-- START OF Text excerpt --
Before we even started the MQTT tutorial on ARTIK Cloud Actions, we had already established a secure means of communicating sensor data to ARTIK Cloud and receiving appropriate Actions back for sending to the remote modules. But the local links were relatively unprotected, leaving a gaping security hole. In this tutorial, we plug that hole.

Prerequisites

In preparation for this tutorial, you must:

  • Complete and understand the tutorial on ARTIK Cloud Actions, as the present tutorial suggests changes to code of that previous one.
  • Have available as many SSL/TLS-capable MQTT edge devices as possible for testing.

The "remote" ARTIK board from last time is sufficient as a securable MQTT edge device if you do not have others. However, the Particle Photon board cannot be used as it is not known to support SSL/TLS as of this writing.

The time for completing this installment of the tutorial series is approximately 1 hour.

Overview

The Arduino libraries offer Wi-Fi® drivers that make it effortless to upgrade to secure Wi-Fi links – you simply replace WiFiClient with WiFiSSLClient. In our previous tutorials, that step alone was enough to secure MQTT as well, where the only SSL/TLS-enabled link was the one to the ARTIK Cloud MQTT server.

In that configuration, we were acting only as a client. As it falls on the server to provide certificates to clients while setting up the encrypted link, we did not need to consider anything further from our side – the standard CA certificate bundle that came with our Linux® installation was enough for verification.

However, had we chosen to secure the links between our local Mosquitto MQTT broker and its client devices (Node-RED and the "remote" ARTIK board), the broker would have needed to act as a secure server. For simplicity, and because we wanted to use the Particle Photon board to open and close our curtains, we chose not to.

Let's assume that we now have decided to make our entire system secure and free from outside threats. That means Mosquitto and all its clients must use SSL/TLS-secured links for all communication, leaving us responsible for generating and installing the proper certificates and keys using standard Linux methodologies.

Setting this up is not all that easy! Here, in brief, is what we'll need to do.

  1. "Name" the server and use that common name for every connection.
  2. Create a private server key.
  3. Create a key and certificate pair as a Certificate Authority (CA).
  4. Use the CA credentials to create a server certificate using the private server key.
  5. Store the created files in known locations where they can be found.
  6. Adjust all file paths to find the files in those locations.
  7. Modify programs to use the encryption library commands and the chosen server name.

You must follow the procedure carefully so as not to miss any steps. All are critical to making the security scheme work (it's "all or nothing").

Creating Certificates

Our security system will rely on two public "certificates", one from a trusted Certificate Authority (CA) and another derived from that and linked to your private server key.

  • You will start by generating a random private server key. Using that, you will create a "certificate signing request" (CSR) to send to a CA.
  • In our case, that CA happens to be you: You will be able to "sign" the CSR to create a server certificate.
  • You will copy that certificate file in advance onto each client that you want to allow to communicate with the server.
  • During operation, your server will serially transmit that certificate to each client who tries to connect. The client compares the two – if they match, you're connected.
-- END OF Text excerpt --
▶ _Goal 1_: Please reproduce the rows word for word, from the line containing "Where is each instance of the hind" to the line containing "point(774, 845)".
-- START OF Data section --
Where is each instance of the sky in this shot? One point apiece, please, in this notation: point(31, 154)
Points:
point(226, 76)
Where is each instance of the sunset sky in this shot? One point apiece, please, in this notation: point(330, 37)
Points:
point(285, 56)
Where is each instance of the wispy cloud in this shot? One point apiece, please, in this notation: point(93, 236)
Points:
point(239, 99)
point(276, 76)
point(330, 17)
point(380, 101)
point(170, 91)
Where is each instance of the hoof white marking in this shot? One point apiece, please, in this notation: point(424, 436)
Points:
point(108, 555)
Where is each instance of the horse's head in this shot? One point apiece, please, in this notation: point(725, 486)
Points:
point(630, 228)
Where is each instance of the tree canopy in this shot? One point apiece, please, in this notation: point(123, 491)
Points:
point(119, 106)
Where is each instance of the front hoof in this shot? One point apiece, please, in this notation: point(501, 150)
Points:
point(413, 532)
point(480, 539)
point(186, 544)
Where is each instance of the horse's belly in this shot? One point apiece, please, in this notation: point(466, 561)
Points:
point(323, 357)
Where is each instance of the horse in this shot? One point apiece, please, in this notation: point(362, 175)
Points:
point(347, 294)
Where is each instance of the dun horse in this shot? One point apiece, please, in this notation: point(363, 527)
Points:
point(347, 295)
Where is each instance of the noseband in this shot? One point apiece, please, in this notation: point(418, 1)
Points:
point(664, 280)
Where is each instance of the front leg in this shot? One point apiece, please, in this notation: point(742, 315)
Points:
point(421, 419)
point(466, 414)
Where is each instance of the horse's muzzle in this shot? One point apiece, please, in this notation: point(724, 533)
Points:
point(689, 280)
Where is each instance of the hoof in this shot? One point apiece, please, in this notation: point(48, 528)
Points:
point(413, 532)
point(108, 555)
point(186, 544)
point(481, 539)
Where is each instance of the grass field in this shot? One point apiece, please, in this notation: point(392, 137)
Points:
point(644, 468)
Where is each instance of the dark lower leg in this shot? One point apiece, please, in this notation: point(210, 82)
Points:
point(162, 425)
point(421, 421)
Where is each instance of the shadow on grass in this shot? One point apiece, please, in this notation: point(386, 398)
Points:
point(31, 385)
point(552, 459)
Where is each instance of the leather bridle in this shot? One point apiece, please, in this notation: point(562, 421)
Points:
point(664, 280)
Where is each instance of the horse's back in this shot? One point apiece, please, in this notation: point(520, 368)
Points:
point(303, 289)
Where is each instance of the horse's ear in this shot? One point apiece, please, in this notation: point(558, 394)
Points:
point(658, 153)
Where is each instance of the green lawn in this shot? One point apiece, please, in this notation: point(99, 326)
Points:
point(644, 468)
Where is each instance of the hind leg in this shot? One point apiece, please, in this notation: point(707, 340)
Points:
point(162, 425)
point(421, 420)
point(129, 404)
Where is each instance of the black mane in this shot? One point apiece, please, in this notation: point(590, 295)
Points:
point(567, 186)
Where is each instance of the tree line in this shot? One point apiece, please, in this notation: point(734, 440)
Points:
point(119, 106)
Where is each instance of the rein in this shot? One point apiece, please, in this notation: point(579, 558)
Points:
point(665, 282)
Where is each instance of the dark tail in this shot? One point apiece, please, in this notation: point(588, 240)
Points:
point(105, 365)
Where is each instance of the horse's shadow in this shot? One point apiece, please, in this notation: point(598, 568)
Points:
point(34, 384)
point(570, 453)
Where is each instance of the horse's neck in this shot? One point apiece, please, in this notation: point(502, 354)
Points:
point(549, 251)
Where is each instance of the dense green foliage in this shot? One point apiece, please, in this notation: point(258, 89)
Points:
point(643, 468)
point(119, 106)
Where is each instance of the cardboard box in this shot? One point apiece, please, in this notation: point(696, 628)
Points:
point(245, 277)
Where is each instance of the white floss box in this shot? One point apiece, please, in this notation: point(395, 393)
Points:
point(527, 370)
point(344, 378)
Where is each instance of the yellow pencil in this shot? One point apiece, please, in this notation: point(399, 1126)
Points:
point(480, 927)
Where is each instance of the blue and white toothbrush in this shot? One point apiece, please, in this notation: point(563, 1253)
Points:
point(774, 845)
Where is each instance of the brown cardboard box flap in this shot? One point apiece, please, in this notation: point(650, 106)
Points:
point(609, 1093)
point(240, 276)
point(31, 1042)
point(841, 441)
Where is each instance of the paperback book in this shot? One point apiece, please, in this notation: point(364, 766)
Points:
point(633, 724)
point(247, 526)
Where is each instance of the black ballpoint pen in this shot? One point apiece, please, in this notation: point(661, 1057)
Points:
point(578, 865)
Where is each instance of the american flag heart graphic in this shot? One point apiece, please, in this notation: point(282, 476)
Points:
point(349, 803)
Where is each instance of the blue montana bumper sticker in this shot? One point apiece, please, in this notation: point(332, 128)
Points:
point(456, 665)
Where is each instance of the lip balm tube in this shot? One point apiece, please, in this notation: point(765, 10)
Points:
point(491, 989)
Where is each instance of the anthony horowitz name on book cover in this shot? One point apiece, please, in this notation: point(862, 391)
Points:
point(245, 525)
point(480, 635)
-- END OF Data section --
▶ _Goal 2_: List every step of the numbered procedure in the MQTT security tutorial.

▶ _Exercise answer 1_:
Where is each instance of the hind leg in this shot? One point apiece, please, in this notation: point(707, 340)
Points:
point(162, 425)
point(421, 420)
point(129, 404)
Where is each instance of the black mane in this shot? One point apiece, please, in this notation: point(590, 295)
Points:
point(567, 186)
Where is each instance of the tree line in this shot? One point apiece, please, in this notation: point(734, 440)
Points:
point(119, 106)
Where is each instance of the rein in this shot? One point apiece, please, in this notation: point(579, 558)
Points:
point(665, 282)
Where is each instance of the dark tail in this shot? One point apiece, please, in this notation: point(588, 240)
Points:
point(105, 365)
Where is each instance of the horse's shadow in this shot? One point apiece, please, in this notation: point(598, 568)
Points:
point(34, 384)
point(570, 453)
Where is each instance of the horse's neck in this shot? One point apiece, please, in this notation: point(502, 354)
Points:
point(549, 251)
Where is each instance of the dense green foliage in this shot? One point apiece, please, in this notation: point(258, 89)
Points:
point(643, 468)
point(119, 106)
Where is each instance of the cardboard box in this shot? One point apiece, please, in this notation: point(696, 628)
Points:
point(245, 277)
Where is each instance of the white floss box in this shot? One point apiece, please, in this notation: point(395, 393)
Points:
point(527, 370)
point(344, 378)
Where is each instance of the yellow pencil in this shot? One point apiece, please, in this notation: point(399, 1126)
Points:
point(480, 927)
Where is each instance of the blue and white toothbrush in this shot? One point apiece, please, in this notation: point(563, 1253)
Points:
point(774, 845)

▶ _Exercise answer 2_:
1. "Name" the server and use that common name for every connection.
2. Create a private server key.
3. Create a key and certificate pair as a Certificate Authority (CA).
4. Use the CA credentials to create a server certificate using the private server key.
5. Store the created files in known locations where they can be found.
6. Adjust all file paths to find the files in those locations.
7. Modify programs to use the encryption library commands and the chosen server name.